SOURCE DOCUMENT:

start

Stay in the Word. You’ll be reminded that God has used servants who have been discouraged to do great things for Him.
May He bless you this week with encouragement, strength, and a heart of gratitude. May you know that you are loved and appreciated by many of God’s people.
What are your strengths? We can list the areas where we are strong and the areas we struggle. What about you? Strong voice? Unique accent? A memory that won’t stop? Ability to turn a phrase? Mad skills in alliteration? Super insight into the text? Uncommonly strong eye contact? The power to move an audience? A knowledge of when to pause? A humor that helps you connect? A transparency that allows people to see you as relatable? Aptness at applying the text? A mind that can retain languages? The consistency to see the bigger picture of the congregations immediate and long term needs and hurts? You probably possess one or more of these. And it makes you a better preacher if it is/they are honed and applied well.
Strengths. Maybe you feel a tad overwhelmed, a little deficient, behind, inept as you read through my list. I know I do.
How about a different list to consider? You can love your audience through your words. You do have the capacity to speak joy into the midst of misery. Where division is threatening you can share the Prince of Peace. If others are flagging behind you are able to demonstrate the patience to keep going! Those moments where the meanness of our culture seems to corrupt the mouths of God’s People, you can combat with kindness. While some will chase every “wind of doctrine” you will remain faithful to the Good News. Where those delicate situations arise you can gently lend your skill at providing a calming direction. While others might give into their passion you can show self-control. That list of possessed skill probably rings a bell: love, joy, peace, patience, kindness, faithfulness, gentleness, and self-control. Those are gifts that have grown in you.
And, while you may or may not ever excel at the first list, the second if one you will continue to add strength in as you continue to abide in Him. I’ve been around some with skills so great at presenting I felt totally incompetent. Don’t quit. The second list can be “had” by any minister and will touch far more than the temporary skills in the first.

end

GIVEN RECORDS:

start

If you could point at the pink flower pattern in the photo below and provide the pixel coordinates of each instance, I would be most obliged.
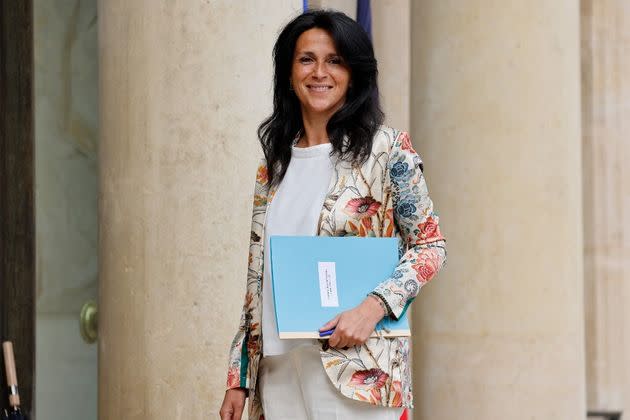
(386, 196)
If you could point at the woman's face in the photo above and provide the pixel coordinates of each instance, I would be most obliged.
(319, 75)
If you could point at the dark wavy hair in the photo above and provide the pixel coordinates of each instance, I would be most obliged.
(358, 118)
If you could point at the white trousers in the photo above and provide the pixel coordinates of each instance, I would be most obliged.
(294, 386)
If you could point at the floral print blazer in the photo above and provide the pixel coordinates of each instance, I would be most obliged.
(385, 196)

end
start

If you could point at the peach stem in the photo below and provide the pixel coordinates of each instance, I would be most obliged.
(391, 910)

end

INSTRUCTIONS:
A. Decide whether each statement agrees with the devotional on preachers' strengths. Answer yes or no, and quote the deciding words from it: (i) The writer feels overwhelmed when reading the first list. (ii) Only some ministers can have the qualities in the second list. (iii) God has used discouraged servants to do great things.
B. Answer these questions from the devotional on preachers' strengths:
(i) What three things does the blessing ask for the reader this week?
(ii) With what can the reader combat the meanness of the culture?
(iii) What does the writer tell the reader right after admitting to having felt totally incompetent?
C. Write what comes next in the devotional on preachers' strengths, starting after its final sentence.
The items are separate material from the devotional on preachers' strengths.

ANSWERS PROVIDED:
A.
(i) Yes: "I know I do."
(ii) No: "The second list can be “had” by any minister"
(iii) Yes: "God has used servants who have been discouraged to do great things for Him."

B.
(i) Encouragement, strength, and a heart of gratitude.
(ii) Kindness.
(iii) "Don't quit."

C.
We buried a preacher who was 92 years of age this past week. Bill was a great man of God and a great preacher. There must have been times in Bill’s life that he became discouraged to the point of wanting to quit. He had disagreements with elders. He didn’t make the money he deserved to make.
No doubt there were times that he dealt with health concerns. Surely, he had similar family issues that we all deal with from time to time. Through all of this, he kept going. He worked for the Lord as long as he was mentally and physically capable.
Someone has said, “The measure of a life, after all, is not in its duration, but its donation.” Couldn’t the same statement be made about our preaching/ministry life? Shouldn’t we measure effectiveness, not by the duration of our ministry, but by the donation of our ministry?
It might help us get through tough times if we focus more on what we can contribute to the Church, the lives of people around us, our families, and our communities, instead of focusing on the length of our ministry.
What contributions can we make to show love and support to our wives? What can we do to help our children through tough seasons?
What can we contribute to the leadership of our congregations that would make their work a little less stressful and more effective?
What can we contribute to our congregations that would help people who are struggling with issues in their lives or who need greater faith?
What can we contribute to our own lives that would increase our faith, our knowledge of the Word, and our effectiveness in ministry?
What if we quit measuring our ministry by the duration and instead measured it by our donation, by what we contribute the cause? Brothers, let’s not give in to Satan. Let’s keep living for God every day and contribute all we can to the work we are doing.
Have you ever been misquoted or had what you said taken out of context? If you’ve preached you have. I’ve had people tell me before something I never said anything even close to. I’ve had people quote me totally out of context to make it sound like I said something I never would say. I’ve had people quote me directly and correctly and not attribute my quote to me. Hey, it happens.
A while back I heard an interview where a sports network exec was talking about the pros and cons of mic’ing coaches. The interview took an interesting turn when the exec said: “The real gold happens when he forgets he is mic’ed up!” He said most coaches, early in the game, think before they talk. They know they have a wire on. It’s when a really bad call is made and the coach reacts before he remembers. It’s later in the game when he has basically forgotten he is wired for sound that you get the real coach.
Of course, you are probably way ahead of me. Minister friend, YOU are mic’ed up. 24/7. And there are those who will get what you say wrong, and there are those who would misuse your words, BUT God won’t. He knows your words, He hears your prayers, and even more than that He knows the intentions of your words and your heart. He will not misjudge, misunderstand, or use your words against you. And next time someone tries to destroy you and your ministry with their words about your words. Remember Him. And you might remember, no one has had their words misused more than Him. He understands. Be thankful.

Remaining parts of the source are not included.